• [What to produce]: Recast every line of the entries below as a Markdown table with the columns Row and Text, numbering the lines and skipping any blank ones. Leave the pictures out.

• [Data for processing]:
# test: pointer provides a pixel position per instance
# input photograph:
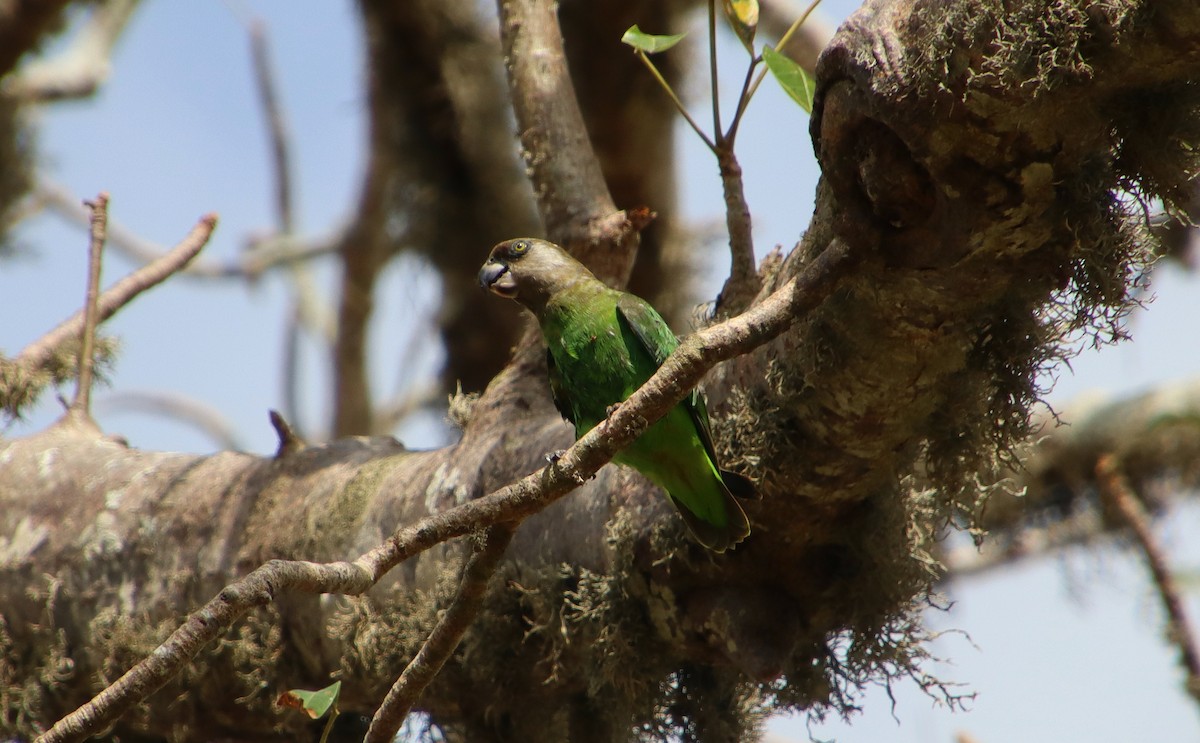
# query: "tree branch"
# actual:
(678, 375)
(1117, 492)
(84, 65)
(81, 408)
(445, 636)
(36, 355)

• [Answer to the exercise]:
| Row | Text |
|---|---|
| 1 | # test: pointer provides a pixel position per instance |
| 2 | # input photograph: |
| 3 | # query: "tree branch" |
| 4 | # actual: |
| 5 | (678, 375) |
| 6 | (1117, 492) |
| 7 | (84, 65) |
| 8 | (81, 408) |
| 9 | (445, 636) |
| 10 | (36, 355) |